## [Working data]
────

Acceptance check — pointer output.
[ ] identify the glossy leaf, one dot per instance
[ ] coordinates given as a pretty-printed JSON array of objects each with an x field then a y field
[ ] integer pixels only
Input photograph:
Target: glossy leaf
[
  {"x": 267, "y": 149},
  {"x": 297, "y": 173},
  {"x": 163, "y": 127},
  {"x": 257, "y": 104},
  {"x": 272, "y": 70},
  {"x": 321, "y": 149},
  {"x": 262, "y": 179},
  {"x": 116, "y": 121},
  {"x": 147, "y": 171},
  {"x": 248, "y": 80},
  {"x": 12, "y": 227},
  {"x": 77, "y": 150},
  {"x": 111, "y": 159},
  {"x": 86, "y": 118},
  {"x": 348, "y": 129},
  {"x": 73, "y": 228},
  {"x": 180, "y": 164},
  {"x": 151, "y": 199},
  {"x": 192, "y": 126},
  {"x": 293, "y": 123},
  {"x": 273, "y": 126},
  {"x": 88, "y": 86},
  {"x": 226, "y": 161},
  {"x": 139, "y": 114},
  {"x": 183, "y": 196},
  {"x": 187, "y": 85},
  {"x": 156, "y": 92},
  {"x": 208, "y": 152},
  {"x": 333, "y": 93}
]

────

## [Problem]
Exactly reproduce the material above.

## [Task solution]
Acceptance check — pointer output.
[ ] identify the glossy leaf, one dot per instance
[ ] coordinates given as a pretty-printed JSON array of objects each with an x field then a y field
[ ] integer pixels only
Input photograph:
Target: glossy leaf
[
  {"x": 267, "y": 149},
  {"x": 297, "y": 173},
  {"x": 163, "y": 127},
  {"x": 257, "y": 104},
  {"x": 272, "y": 70},
  {"x": 321, "y": 149},
  {"x": 262, "y": 179},
  {"x": 116, "y": 121},
  {"x": 147, "y": 171},
  {"x": 248, "y": 80},
  {"x": 12, "y": 227},
  {"x": 77, "y": 150},
  {"x": 111, "y": 159},
  {"x": 86, "y": 118},
  {"x": 348, "y": 129},
  {"x": 73, "y": 228},
  {"x": 180, "y": 164},
  {"x": 151, "y": 199},
  {"x": 192, "y": 126},
  {"x": 293, "y": 123},
  {"x": 273, "y": 126},
  {"x": 88, "y": 86},
  {"x": 226, "y": 161},
  {"x": 139, "y": 114},
  {"x": 183, "y": 196},
  {"x": 187, "y": 85},
  {"x": 156, "y": 92},
  {"x": 208, "y": 152},
  {"x": 333, "y": 93}
]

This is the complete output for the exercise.